==== Selected excerpt

News & Updates

WGS Dept. Response to President Wong's Feb 23, 2018 Email

Friday, March 02, 2018

On February 23rd, President Wong of San Francisco State University sent an email to the entire campus community. In his statement, Wong apologizes for the hurt feelings of Jewish students—represented in his email by a about a dozen student members of Hillel—and emphasizes that “Zionists are welcome” on the campus of SF State. The Women and Gender Studies Department is deeply concerned about the motivation, tenor, and potential effects of this statement, which comes as the latest missive in a longstanding debate about Zionism, the impact of Israeli state policy, and the struggle for Palestinian freedom as they affect the social justice mission of San Francisco State University.

Zionism is not equivalent to Jewishness; anti-Zionism is not anti-semitism. Zionism is a political ideology that supports the state of Israel. It does not represent all Jewish people--nor does Hillel represent all Jewish students. Wong’s statement fails to express concern or support for Palestinian, Arab, and Middle Eastern students and their allies that are harmed by Zionism. At the least, the philosophy of Zionism must be a subject of political debate at San Francisco State University, and cannot hold protected status as a discourse of “safety” set apart from other historical, political and ideological movements that impact members of the SFSU community. We are concerned that such material support for Zionist discourse, evidenced in this statement and previous actions by the university president, outweighs concern for the whole of our campus community.

========

What the task asks:
In the department's response to President Wong's email, how is Zionism defined?

==== Data entries

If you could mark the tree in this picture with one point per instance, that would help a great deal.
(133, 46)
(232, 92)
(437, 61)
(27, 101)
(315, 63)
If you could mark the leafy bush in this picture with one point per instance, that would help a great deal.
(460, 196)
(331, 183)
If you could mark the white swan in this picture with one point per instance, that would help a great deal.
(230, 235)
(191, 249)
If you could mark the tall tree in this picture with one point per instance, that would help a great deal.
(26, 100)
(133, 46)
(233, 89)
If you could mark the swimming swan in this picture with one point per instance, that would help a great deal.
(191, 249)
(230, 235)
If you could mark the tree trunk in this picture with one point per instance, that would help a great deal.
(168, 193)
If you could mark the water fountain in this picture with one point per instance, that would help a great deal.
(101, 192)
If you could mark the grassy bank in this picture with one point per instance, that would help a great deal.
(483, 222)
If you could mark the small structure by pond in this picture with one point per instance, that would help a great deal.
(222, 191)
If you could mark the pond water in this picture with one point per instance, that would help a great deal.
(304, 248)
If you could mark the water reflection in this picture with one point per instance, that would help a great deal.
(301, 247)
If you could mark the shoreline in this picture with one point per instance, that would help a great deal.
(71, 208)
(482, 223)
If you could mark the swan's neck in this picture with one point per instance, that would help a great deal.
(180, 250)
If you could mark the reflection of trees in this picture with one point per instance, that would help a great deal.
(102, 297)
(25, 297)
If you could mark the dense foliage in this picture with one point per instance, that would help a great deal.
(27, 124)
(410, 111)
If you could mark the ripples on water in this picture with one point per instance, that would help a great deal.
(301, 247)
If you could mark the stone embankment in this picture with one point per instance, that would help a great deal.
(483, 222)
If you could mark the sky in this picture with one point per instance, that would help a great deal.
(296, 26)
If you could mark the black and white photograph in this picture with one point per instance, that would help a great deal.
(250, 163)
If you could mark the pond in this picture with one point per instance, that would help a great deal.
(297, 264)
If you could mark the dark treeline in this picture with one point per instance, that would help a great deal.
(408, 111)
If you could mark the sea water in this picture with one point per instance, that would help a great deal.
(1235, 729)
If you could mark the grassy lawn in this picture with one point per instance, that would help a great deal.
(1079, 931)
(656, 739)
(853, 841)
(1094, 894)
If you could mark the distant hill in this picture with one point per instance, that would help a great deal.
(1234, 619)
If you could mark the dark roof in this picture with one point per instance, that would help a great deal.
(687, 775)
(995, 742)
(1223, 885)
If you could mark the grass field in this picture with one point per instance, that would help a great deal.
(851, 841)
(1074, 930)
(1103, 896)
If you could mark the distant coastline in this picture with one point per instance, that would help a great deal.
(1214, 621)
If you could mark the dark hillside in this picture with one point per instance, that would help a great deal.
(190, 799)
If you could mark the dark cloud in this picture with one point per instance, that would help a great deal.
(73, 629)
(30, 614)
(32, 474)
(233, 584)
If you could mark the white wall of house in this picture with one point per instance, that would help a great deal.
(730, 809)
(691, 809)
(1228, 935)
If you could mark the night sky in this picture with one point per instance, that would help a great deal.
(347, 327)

========

In response:
As a political ideology that supports the state of Israel.